The mining operation in the small island of Rapu-Rapu has no significant direct or indirect benefit for the people. We have advocated the following, in lieu of mining:
1. Agriculture. – Support for farming, fishing and genuine land distribution has been the clamor of the island residents. With mining, the land that the miners will leave behind will not be conducive to agriculture because it will have no humus which plants need in their growth. Instead, acid-forming rocks and soil will make the land poisonous when the rains fall. The runoff containing both acid and silt will flow to and damage the sea. Mining will destroy the food supply of generations, whereas agriculture will ensure that every generation will have food on the table. Mining feeds the luxury of aliens - gold; agriculture sustains the most basic need of our own people - food.
2. Energy generation. – In Binosawan a microhydroelectric plant was designed by the British-Vietnamese engineer Minh Nguyen and installed through the help of the British Embassy, United Nations Development Program, Social Action Center, Sta. Florentina Parish, Sibol ng Bagong Agham at Teknolohiya, and Aquinas University of Legazpi. It sustained the lighting needs of 70 household 24 hours a day until Supertyphoon Reming damaged the lines. The miners provide a diesel-powered generator which operates 12 hours a day and emits air pollutants.
══════════
§ **Work to complete**
1. In the Rapu-Rapu mining text, rewrite the stretch from "The mining operation" through "people - food.", changing "humus" to "organic matter".
2. According to the Rapu-Rapu mining text, who designed the microhydroelectric plant in Binosawan?
══════════
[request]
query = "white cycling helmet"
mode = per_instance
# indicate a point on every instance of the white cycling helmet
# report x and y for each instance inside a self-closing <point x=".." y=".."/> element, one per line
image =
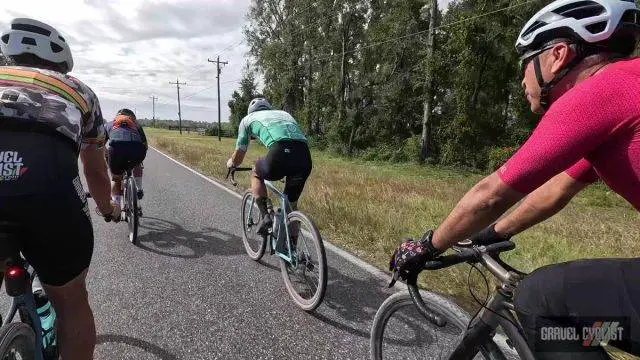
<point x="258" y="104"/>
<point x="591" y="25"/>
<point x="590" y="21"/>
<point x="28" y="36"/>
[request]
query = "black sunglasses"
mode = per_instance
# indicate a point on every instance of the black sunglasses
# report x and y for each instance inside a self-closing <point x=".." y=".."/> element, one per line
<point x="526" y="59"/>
══════════
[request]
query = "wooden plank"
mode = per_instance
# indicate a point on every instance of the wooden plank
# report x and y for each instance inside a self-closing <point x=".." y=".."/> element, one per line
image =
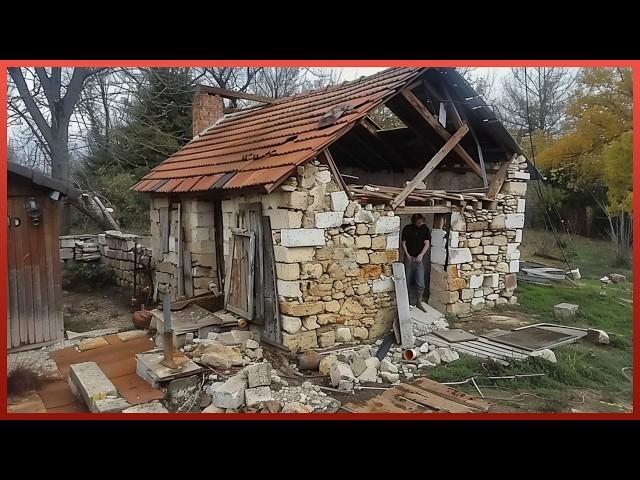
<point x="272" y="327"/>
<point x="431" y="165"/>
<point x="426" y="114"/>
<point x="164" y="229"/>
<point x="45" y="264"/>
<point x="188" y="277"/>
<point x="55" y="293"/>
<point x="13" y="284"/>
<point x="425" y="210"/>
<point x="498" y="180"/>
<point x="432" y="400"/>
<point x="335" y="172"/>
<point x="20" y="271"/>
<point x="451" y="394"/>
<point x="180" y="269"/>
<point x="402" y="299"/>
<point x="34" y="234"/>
══════════
§ **List of answers**
1.
The mining operation in the small island of Rapu-Rapu has no significant direct or indirect benefit for the people. We have advocated the following, in lieu of mining:
1. Agriculture. – Support for farming, fishing and genuine land distribution has been the clamor of the island residents. With mining, the land that the miners will leave behind will not be conducive to agriculture because it will have no organic matter which plants need in their growth. Instead, acid-forming rocks and soil will make the land poisonous when the rains fall. The runoff containing both acid and silt will flow to and damage the sea. Mining will destroy the food supply of generations, whereas agriculture will ensure that every generation will have food on the table. Mining feeds the luxury of aliens - gold; agriculture sustains the most basic need of our own people - food.

2. The British-Vietnamese engineer Minh Nguyen.